◆ **やること**
**a.** 本文では、デニーズOBの新年会はどの店で開かれましたか。
**b.** 本文の「酒飲みの私は、毎夕の晩酌がなによりの楽しみになっている。」から「育ててみようかと考えている。」までを、「麦焼酎」を「芋焼酎」に置き換えて書き直してください。

デニーズOld Boy’s 新年会

 早朝はまだまだ身震いするほどの寒さであるが、昼が近づくにつれて陽光は熱を帯び、久々に春到来を感じさせる陽気となった。
 二月十二日(水)はデニーズOBの新年会。今回はいせや公園店で行うので、ちょっと早めに家を出て、井の頭公園を散歩してみた。周囲に目をやれば、なるほど公園を闊歩している人たちに薄めの装いが目立つ。これで梅も一気に開花だろう。
「このお湯割り、ずいぶん濃いね~」
「だね、けっこう酔いが回ったぁ」
 シュウマイ、焼き鳥、餃子に焼きそばと、舌鼓を打ちつつ、ついついアルコールが進んでしまう。
「すみませ~~ん、お湯割りふたつとハイボール!」
 ん~、真昼間からいい気分でござんす。

福家・女房とランチ

 酒飲みの私は、毎夕の晩酌がなによりの楽しみになっている。
 好んで飲むのは麦焼酎と日本酒。夏は焼酎のソーダ割をロンググラスに一杯と、冷酒を一合強ほど。冬になると焼酎はお湯割り、日本酒は燗へと変わる。焼酎をいただく際は、夏冬問わず柑橘系の果汁を入れることが多いが、最も好みなのは女房の友人からいただく“花柚子”。普通の柚子より一回り小さく、一杯分に一個と、素晴らしい香りと共に使い勝手がいい。ただ、あくまでも年に一度のいただき物なので、常時味わえるものではない。よってまじめな話、苗木を手に入れ、自宅の庭で収穫できるところまで育ててみようかと考えている。
 そんなことで通年使っているのは、シークワーサーかレモンの瓶詰果汁だ。
「紀ノ国屋行ってくるね」
「駅の店?」
「ああ」

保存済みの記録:
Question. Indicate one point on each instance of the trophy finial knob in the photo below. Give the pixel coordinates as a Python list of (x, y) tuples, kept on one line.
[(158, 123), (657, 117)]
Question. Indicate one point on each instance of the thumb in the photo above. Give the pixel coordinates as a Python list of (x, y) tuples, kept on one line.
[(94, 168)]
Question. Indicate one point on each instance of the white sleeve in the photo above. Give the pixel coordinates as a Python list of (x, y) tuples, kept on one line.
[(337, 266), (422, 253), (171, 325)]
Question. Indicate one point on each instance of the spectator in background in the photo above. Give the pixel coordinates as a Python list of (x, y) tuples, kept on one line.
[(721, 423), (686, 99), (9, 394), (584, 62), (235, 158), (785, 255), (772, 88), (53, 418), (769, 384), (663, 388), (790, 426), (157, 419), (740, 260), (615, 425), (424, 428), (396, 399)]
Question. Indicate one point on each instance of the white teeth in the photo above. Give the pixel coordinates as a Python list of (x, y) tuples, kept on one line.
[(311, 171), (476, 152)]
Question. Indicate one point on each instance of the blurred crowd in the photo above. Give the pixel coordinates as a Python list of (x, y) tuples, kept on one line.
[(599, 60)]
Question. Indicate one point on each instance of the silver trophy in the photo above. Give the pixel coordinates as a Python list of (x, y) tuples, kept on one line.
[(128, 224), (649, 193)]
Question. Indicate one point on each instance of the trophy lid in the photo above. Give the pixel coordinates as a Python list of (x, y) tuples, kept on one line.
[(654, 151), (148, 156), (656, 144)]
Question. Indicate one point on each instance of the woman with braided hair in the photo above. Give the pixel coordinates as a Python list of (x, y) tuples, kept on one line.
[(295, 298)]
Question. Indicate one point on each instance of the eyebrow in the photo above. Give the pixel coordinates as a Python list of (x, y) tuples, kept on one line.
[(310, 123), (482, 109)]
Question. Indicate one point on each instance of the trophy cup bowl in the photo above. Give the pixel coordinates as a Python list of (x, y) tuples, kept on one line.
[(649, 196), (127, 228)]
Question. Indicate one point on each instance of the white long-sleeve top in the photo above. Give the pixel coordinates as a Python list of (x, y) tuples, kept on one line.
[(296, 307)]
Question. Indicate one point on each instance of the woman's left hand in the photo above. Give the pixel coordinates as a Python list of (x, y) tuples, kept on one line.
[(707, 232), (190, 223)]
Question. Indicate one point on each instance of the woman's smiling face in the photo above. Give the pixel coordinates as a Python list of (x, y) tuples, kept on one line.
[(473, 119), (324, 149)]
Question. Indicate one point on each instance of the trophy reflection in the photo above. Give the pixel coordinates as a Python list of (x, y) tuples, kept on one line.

◆ **答え**
**a.** いせや公園店です。

**b.**
酒飲みの私は、毎夕の晩酌がなによりの楽しみになっている。
 好んで飲むのは芋焼酎と日本酒。夏は焼酎のソーダ割をロンググラスに一杯と、冷酒を一合強ほど。冬になると焼酎はお湯割り、日本酒は燗へと変わる。焼酎をいただく際は、夏冬問わず柑橘系の果汁を入れることが多いが、最も好みなのは女房の友人からいただく“花柚子”。普通の柚子より一回り小さく、一杯分に一個と、素晴らしい香りと共に使い勝手がいい。ただ、あくまでも年に一度のいただき物なので、常時味わえるものではない。よってまじめな話、苗木を手に入れ、自宅の庭で収穫できるところまで育ててみようかと考えている。